## Task to carry out:
Extract every row below verbatim, keeping each one unchanged and in its original order.

## Given records:
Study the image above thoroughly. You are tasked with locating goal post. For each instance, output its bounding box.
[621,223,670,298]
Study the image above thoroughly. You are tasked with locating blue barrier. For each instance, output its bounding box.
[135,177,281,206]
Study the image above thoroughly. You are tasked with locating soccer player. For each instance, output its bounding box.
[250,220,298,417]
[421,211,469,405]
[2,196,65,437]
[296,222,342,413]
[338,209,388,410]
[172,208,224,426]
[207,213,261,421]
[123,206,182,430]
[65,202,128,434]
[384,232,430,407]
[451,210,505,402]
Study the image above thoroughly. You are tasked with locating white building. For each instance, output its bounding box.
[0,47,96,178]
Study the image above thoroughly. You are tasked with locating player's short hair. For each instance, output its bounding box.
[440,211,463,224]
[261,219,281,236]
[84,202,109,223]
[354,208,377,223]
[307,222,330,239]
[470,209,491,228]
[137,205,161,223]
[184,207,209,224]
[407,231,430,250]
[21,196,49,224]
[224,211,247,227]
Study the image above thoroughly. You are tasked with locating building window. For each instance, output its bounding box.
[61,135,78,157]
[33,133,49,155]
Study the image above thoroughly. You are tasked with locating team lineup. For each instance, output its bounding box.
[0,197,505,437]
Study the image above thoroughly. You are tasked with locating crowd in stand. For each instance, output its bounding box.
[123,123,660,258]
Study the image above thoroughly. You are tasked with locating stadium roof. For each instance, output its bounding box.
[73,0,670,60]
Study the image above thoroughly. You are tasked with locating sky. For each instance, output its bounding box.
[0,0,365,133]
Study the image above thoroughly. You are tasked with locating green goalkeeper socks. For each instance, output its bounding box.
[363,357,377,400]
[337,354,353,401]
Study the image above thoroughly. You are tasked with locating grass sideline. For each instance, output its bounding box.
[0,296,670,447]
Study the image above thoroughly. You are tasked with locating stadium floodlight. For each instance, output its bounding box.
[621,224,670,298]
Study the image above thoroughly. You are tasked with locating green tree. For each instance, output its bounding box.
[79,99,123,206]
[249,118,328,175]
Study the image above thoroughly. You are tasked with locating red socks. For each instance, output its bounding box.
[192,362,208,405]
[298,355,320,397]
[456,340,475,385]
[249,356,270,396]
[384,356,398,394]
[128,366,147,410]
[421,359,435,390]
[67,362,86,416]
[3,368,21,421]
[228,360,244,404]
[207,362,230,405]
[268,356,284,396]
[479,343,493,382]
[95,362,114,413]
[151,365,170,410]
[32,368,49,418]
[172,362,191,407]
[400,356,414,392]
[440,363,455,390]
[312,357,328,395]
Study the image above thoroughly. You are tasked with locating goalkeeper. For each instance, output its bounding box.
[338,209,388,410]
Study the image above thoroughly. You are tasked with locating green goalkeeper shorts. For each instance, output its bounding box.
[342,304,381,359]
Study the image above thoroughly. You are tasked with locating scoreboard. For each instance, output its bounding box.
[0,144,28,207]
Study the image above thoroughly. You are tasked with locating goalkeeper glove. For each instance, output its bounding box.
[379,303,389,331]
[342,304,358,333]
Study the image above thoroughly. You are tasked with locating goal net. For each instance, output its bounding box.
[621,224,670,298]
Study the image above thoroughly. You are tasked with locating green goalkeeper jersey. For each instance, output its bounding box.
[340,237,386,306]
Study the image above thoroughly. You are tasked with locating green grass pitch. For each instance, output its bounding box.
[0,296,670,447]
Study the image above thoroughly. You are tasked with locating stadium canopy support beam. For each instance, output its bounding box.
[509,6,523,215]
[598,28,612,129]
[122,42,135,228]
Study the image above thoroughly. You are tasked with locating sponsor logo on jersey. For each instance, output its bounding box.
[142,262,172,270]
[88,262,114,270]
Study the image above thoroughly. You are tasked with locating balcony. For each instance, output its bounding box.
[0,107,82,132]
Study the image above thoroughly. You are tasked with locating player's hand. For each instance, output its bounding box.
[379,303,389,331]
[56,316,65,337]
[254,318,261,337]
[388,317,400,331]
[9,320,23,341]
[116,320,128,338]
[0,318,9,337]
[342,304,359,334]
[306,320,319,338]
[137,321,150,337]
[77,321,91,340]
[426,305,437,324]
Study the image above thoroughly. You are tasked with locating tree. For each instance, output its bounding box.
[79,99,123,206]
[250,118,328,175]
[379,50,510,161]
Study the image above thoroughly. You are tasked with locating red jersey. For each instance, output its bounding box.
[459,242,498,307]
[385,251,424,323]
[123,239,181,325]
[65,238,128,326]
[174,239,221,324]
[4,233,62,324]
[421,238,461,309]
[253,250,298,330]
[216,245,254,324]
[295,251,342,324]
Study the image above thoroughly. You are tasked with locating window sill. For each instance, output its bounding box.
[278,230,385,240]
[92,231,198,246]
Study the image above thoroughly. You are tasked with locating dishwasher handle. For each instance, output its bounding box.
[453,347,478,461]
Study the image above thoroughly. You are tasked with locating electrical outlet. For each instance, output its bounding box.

## Answer to this task:
Study the image above thoroughly. You are tasked with locating goal post. For each instance, output its bounding box.
[621,223,670,298]
Study the image above thoroughly. You are tasked with locating blue barrier. For each instance, output its bounding box.
[135,177,281,206]
Study the image above thoroughly. You are tasked with locating soccer player. For each instance, output its bounding box.
[250,220,298,417]
[421,211,469,405]
[2,196,65,437]
[296,222,342,413]
[338,209,388,410]
[172,208,224,426]
[207,213,261,421]
[123,206,182,430]
[65,202,128,434]
[384,232,430,407]
[451,210,505,402]
Study the image above thoroughly. You are tasked with locating white building. For each instance, output its bounding box.
[0,47,96,178]
Study the image above thoroughly. You are tasked with locating player's short hair. For each instance, output its bounding box.
[440,211,463,224]
[261,219,281,236]
[84,202,109,223]
[354,208,377,223]
[307,222,330,239]
[470,209,491,228]
[137,205,161,223]
[184,207,209,224]
[407,231,430,250]
[21,196,49,224]
[224,211,247,227]
Study the image above thoroughly. You are tasked with locating building window. For each instance, output its bounding box.
[61,135,78,157]
[33,133,49,155]
Study the image above thoroughly. You are tasked with locating team lineup. For each instance, output its bounding box.
[0,197,505,437]
Study the image above thoroughly. You are tasked with locating crowd in stand. For each instance, output its bounding box.
[123,123,660,258]
Study the image above thoroughly. You are tasked with locating stadium roof. For each instance, output its bounding box.
[73,0,670,60]
Study the image above thoroughly. You are tasked with locating sky. For each instance, output its bounding box.
[0,0,365,133]
Study the image above thoroughly. You are tasked with locating green goalkeeper socks. For each instance, output its bounding box.
[363,357,377,400]
[337,354,353,401]
Study the image above thoroughly. You are tasked with locating grass sideline. For each instance, output its bounding box.
[0,296,670,447]
Study the image above thoroughly. You are tasked with locating stadium floodlight. For each instance, output its bounding box.
[621,224,670,298]
Study the image above thoroughly. You are tasked with locating green tree. For each instance, output its bounding box.
[79,99,123,206]
[249,118,328,175]
Study the image above thoroughly. You are tasked with locating red socks. For each instance, output its bounding box.
[192,362,208,405]
[298,355,320,397]
[456,340,475,385]
[249,356,270,396]
[384,356,398,394]
[128,366,147,410]
[421,359,435,390]
[67,362,86,416]
[3,368,21,421]
[228,360,244,404]
[207,362,230,405]
[268,356,284,396]
[479,343,493,382]
[95,362,114,413]
[151,365,170,410]
[32,368,49,418]
[172,362,191,407]
[400,356,414,392]
[440,363,455,390]
[312,357,328,395]
Study the image above thoroughly. You are tasked with locating goalkeeper. For each instance, output its bounding box.
[338,209,388,410]
Study the image above thoroughly. You are tasked with locating green goalkeeper shorts. For each instance, output its bounding box.
[342,304,381,359]
Study the image above thoroughly. You are tasked with locating scoreboard. For each instance, output its bounding box.
[0,144,28,207]
Study the image above thoroughly. You are tasked with locating goalkeeper glove. For each instance, output its bounding box.
[379,303,389,331]
[342,304,358,333]
Study the image above thoroughly. You are tasked with locating goal net. For each instance, output its bounding box.
[621,224,670,298]
Study the image above thoroughly. You are tasked with locating green goalkeeper jersey. For each instance, output its bounding box.
[340,237,386,306]
Study the image above thoroughly. You are tasked with locating green grass pitch. For each instance, output its bounding box.
[0,296,670,447]
Study the image above thoroughly. You are tasked with locating stadium canopy support beam. For each instance, output its bounding box.
[509,6,523,215]
[598,28,612,129]
[122,42,135,228]
Study the image above thoroughly. You are tasked with locating sponsor logo on jersey. For each instance, output its bounding box.
[142,262,172,270]
[88,262,114,270]
Study the image above thoroughly. You are tasked with locating balcony. For each instance, output its bounding box.
[0,107,82,132]
Study the image above thoroughly. You are tasked with locating player's hand. For each instance, output its bounding box.
[379,303,389,331]
[56,316,65,337]
[254,318,261,337]
[388,317,400,331]
[9,320,23,341]
[116,320,128,338]
[0,318,9,337]
[342,304,359,334]
[306,320,319,338]
[137,321,150,337]
[77,321,91,340]
[426,305,437,324]
Study the image above thoroughly. You are tasked with locating tree. For each instance, output its bounding box.
[79,99,123,206]
[250,118,328,175]
[379,50,510,161]
Study the image above thoroughly. You are tasked with locating red jersey. For each instance, output its bounding box.
[459,242,498,307]
[385,251,424,323]
[123,239,181,325]
[65,238,128,326]
[174,239,221,324]
[4,233,62,324]
[421,238,461,309]
[253,250,298,330]
[216,245,254,324]
[295,251,342,324]
Study the image above thoroughly. You are tasked with locating window sill. For each instance, output its bounding box.
[278,230,385,240]
[92,231,198,246]
Study the image above thoroughly. You are tasked with locating dishwasher handle. For each instance, output its bounding box.
[453,347,478,461]
Study the image above thoroughly. You are tasked with locating electrical outlet. For each instance, output its bounding box.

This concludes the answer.